[Sözel Problem 1] Sayfadan alıntının "Zaman İçinde Minifigürler: Kraliyet" sözleriyle başlayıp "müthiş bir kral!" sözleriyle biten bölümünü aynen kopyalayın.
[Sözel Problem 2] Sayfadan alıntıda tanıtılan ilk figür hangisidir?

─── Sayfadan Alıntı ───

Zaman İçinde Minifigürler: Kraliyet Ailesi

Bir zaman yolculuğuyla daha karşınızdayız! Şimdiye kadar Romalılar’la Mısırlılar’ı, Japonlar’la Hunlar’ı inceledik. Bugün, biraz batıya doğru yolculuk yapacağız. Çok değil, sadece kralların, kraliçelerin, büyücülerin ve şövalyelerin olduğu bir yer ve zamana gideceğiz. Arkadaşlar, bugün Orta Çağ Avrupa’sındayız!

İlk – ve tabii ki en önemli – figürümüz Klasik Kral (CMF 13). Kraliyet ailesinin bir parçası olduğu ne kadar da belli, değil mi? Tacı, kılıcı, sakalı… Evet, bu kesinlikle müthiş bir kral!

─── Veri Kümesinden Alıntılar ───

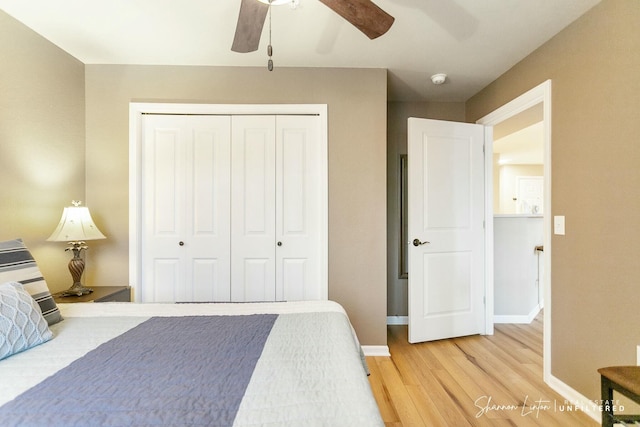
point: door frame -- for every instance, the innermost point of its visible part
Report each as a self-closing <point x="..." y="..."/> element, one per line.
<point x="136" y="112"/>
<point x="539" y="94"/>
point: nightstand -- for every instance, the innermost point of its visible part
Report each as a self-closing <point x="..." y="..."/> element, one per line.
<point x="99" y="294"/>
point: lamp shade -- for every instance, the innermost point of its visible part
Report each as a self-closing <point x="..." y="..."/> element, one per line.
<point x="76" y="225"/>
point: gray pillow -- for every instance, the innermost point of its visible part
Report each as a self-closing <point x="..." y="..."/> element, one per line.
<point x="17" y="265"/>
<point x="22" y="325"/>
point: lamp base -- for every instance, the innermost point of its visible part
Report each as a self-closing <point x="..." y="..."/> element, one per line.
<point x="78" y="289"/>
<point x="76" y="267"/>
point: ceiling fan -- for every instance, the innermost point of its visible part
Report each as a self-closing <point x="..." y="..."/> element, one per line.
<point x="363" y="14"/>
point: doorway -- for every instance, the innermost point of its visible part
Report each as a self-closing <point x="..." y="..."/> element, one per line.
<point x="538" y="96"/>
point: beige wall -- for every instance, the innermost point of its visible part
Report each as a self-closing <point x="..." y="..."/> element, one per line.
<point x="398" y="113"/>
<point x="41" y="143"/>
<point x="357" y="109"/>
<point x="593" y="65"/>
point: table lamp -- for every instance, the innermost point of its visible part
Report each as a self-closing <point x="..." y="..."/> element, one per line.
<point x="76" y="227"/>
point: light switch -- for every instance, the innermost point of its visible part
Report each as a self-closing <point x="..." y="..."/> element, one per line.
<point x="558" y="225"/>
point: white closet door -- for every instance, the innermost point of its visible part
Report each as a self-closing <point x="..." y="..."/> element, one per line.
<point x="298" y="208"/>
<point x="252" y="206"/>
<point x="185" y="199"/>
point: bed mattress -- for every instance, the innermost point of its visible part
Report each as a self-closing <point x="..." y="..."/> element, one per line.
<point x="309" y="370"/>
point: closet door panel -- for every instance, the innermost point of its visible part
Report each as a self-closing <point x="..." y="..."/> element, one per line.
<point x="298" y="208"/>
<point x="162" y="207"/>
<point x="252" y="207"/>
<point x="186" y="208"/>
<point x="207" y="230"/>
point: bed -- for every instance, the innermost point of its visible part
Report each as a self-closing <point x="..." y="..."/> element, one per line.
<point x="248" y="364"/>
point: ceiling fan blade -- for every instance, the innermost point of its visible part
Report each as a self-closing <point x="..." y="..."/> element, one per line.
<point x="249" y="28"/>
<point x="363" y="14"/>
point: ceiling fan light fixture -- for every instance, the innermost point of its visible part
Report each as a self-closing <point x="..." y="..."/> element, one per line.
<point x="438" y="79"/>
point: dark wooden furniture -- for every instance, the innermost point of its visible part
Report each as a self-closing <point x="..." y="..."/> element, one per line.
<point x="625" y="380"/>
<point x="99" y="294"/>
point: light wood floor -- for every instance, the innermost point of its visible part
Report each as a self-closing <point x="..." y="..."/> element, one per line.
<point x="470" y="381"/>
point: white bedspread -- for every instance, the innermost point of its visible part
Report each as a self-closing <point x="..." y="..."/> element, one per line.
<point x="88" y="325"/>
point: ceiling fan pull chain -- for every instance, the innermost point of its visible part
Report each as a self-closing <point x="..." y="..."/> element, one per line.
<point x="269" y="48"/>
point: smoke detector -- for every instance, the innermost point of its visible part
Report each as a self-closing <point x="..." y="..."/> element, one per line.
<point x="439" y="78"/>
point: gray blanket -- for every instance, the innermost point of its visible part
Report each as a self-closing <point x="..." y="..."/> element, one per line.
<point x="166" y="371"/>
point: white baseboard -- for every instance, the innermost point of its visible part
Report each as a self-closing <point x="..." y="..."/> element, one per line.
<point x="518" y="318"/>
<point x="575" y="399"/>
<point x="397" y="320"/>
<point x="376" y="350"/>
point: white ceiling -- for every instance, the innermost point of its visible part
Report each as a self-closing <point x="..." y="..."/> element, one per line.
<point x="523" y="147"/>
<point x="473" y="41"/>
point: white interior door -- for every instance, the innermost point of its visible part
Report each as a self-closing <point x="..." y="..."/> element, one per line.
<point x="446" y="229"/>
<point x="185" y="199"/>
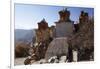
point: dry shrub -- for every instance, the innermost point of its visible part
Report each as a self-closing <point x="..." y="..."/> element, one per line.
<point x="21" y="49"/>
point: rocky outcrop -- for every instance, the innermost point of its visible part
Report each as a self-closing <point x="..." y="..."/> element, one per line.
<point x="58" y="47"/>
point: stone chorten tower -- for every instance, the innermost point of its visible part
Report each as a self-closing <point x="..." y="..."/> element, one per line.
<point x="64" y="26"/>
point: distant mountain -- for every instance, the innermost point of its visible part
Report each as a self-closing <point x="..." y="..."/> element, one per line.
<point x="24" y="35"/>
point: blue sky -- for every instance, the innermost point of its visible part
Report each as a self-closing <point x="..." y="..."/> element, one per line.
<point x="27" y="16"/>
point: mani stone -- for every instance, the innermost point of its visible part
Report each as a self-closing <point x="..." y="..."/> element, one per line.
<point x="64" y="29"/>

───

[Doğru Sonuç 1]
Zaman İçinde Minifigürler: Kraliyet Ailesi

Bir zaman yolculuğuyla daha karşınızdayız! Şimdiye kadar Romalılar’la Mısırlılar’ı, Japonlar’la Hunlar’ı inceledik. Bugün, biraz batıya doğru yolculuk yapacağız. Çok değil, sadece kralların, kraliçelerin, büyücülerin ve şövalyelerin olduğu bir yer ve zamana gideceğiz. Arkadaşlar, bugün Orta Çağ Avrupa’sındayız!

İlk – ve tabii ki en önemli – figürümüz Klasik Kral (CMF 13). Kraliyet ailesinin bir parçası olduğu ne kadar da belli, değil mi? Tacı, kılıcı, sakalı… Evet, bu kesinlikle müthiş bir kral!

[Doğru Sonuç 2] Klasik Kral (CMF 13).